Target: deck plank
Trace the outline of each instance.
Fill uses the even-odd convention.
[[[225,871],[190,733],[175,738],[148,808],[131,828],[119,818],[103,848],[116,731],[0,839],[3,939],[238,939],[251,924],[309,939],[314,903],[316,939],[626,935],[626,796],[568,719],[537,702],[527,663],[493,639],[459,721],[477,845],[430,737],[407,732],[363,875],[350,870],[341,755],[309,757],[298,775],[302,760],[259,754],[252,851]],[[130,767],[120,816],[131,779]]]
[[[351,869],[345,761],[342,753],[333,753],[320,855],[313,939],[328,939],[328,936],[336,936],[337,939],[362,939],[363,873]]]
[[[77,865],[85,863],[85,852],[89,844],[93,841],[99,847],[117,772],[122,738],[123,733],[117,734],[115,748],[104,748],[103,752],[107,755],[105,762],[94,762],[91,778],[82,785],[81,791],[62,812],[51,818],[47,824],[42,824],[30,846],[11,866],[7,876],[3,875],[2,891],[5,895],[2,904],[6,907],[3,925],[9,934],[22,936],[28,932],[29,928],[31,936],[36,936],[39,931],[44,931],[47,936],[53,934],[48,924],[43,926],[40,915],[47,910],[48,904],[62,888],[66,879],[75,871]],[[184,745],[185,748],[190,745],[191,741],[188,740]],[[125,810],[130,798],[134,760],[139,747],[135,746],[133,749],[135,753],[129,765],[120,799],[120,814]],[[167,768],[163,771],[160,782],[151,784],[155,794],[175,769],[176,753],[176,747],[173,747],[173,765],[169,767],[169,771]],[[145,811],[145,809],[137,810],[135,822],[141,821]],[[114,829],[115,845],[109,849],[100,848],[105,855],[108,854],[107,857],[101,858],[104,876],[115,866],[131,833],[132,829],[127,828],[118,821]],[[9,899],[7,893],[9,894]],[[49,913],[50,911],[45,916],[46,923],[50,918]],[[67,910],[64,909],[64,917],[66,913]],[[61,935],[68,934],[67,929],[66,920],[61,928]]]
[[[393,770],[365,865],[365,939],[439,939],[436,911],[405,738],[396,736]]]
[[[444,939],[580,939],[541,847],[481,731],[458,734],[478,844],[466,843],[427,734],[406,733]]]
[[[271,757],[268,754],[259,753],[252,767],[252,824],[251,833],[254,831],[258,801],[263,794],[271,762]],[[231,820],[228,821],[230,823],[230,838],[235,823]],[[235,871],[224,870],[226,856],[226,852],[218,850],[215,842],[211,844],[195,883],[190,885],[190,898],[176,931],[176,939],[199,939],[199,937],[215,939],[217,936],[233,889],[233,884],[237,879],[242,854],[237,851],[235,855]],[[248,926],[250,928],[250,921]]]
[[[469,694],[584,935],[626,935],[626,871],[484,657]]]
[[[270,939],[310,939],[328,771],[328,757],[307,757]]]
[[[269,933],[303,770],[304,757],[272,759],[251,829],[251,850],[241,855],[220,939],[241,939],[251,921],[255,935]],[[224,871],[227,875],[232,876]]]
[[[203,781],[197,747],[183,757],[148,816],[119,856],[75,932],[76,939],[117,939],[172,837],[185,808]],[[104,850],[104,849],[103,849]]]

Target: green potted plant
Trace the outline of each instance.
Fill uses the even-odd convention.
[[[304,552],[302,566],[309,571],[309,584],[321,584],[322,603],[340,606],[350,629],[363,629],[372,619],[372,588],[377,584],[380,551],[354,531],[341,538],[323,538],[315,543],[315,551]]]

************

§ WRITTEN INSTRUCTION:
Copy every row above character for character, keeping the line breaks and the blank line between the two blocks.

§ RIGHT ANSWER:
Target: deck plank
Trace the outline of each instance.
Fill uses the even-odd convention.
[[[225,871],[190,733],[175,738],[148,808],[131,828],[119,818],[103,848],[116,731],[0,839],[3,939],[238,939],[251,924],[309,939],[314,903],[316,939],[626,935],[626,796],[568,719],[537,702],[527,663],[493,639],[459,721],[477,845],[430,737],[407,732],[363,875],[350,870],[341,755],[309,757],[298,775],[302,760],[259,754],[252,851]],[[130,767],[120,816],[131,779]]]
[[[351,869],[345,761],[342,753],[333,753],[320,855],[313,939],[328,939],[328,936],[336,936],[337,939],[362,939],[363,873]]]
[[[77,865],[85,863],[85,852],[89,844],[93,841],[99,847],[117,772],[122,738],[123,733],[117,734],[115,748],[104,748],[103,752],[107,755],[105,762],[94,762],[91,778],[82,785],[81,791],[62,812],[51,818],[47,824],[42,824],[30,846],[11,866],[7,876],[3,875],[2,891],[5,895],[2,904],[6,907],[3,925],[9,934],[22,936],[28,932],[29,928],[31,936],[36,936],[39,931],[44,931],[47,936],[53,934],[48,924],[43,926],[40,915],[47,910],[48,904],[62,888],[66,879],[75,871]],[[184,745],[185,748],[190,745],[191,741],[188,740]],[[125,810],[130,798],[134,760],[139,747],[135,746],[133,749],[135,753],[129,765],[120,799],[120,814]],[[167,768],[163,771],[160,782],[151,784],[155,794],[175,769],[176,753],[176,747],[173,747],[173,765],[169,767],[169,771]],[[145,811],[145,809],[137,810],[135,822],[141,821]],[[114,829],[115,845],[109,849],[100,848],[105,855],[108,854],[107,857],[101,858],[104,876],[115,866],[131,833],[132,829],[127,828],[118,821]],[[9,899],[7,893],[9,894]],[[49,913],[50,911],[45,916],[46,923],[50,918]],[[67,910],[64,909],[64,917],[66,913]],[[61,935],[68,934],[67,929],[66,920],[61,928]]]
[[[393,770],[365,865],[365,939],[439,939],[436,911],[405,738],[396,736]]]
[[[444,939],[580,939],[541,847],[481,731],[458,734],[478,844],[466,843],[427,734],[406,733]]]
[[[271,757],[268,754],[259,753],[252,767],[252,824],[251,833],[254,831],[258,801],[263,794],[271,762]],[[231,820],[228,821],[230,823],[230,838],[235,823]],[[235,871],[224,870],[226,856],[226,852],[218,850],[215,842],[211,844],[195,883],[190,885],[190,898],[176,931],[176,939],[199,939],[199,937],[215,939],[217,936],[233,889],[233,884],[237,879],[242,854],[237,851],[235,855]],[[248,926],[250,928],[250,921]]]
[[[469,694],[584,935],[626,935],[626,871],[484,657]]]
[[[270,939],[310,939],[328,771],[328,757],[307,757]]]
[[[269,933],[303,770],[304,757],[272,759],[251,829],[251,850],[241,855],[220,939],[241,939],[251,921],[255,935]],[[224,871],[227,875],[232,876]]]
[[[203,781],[197,747],[183,757],[148,816],[119,856],[75,932],[76,939],[117,939],[172,837],[185,808]],[[104,850],[104,849],[103,849]]]

Target: green potted plant
Trace the outline of each instance.
Fill uses the even-odd convention.
[[[304,552],[302,566],[309,571],[309,584],[321,584],[322,603],[340,606],[350,629],[363,629],[372,619],[372,588],[377,584],[380,551],[354,531],[341,538],[323,538],[315,543],[315,551]]]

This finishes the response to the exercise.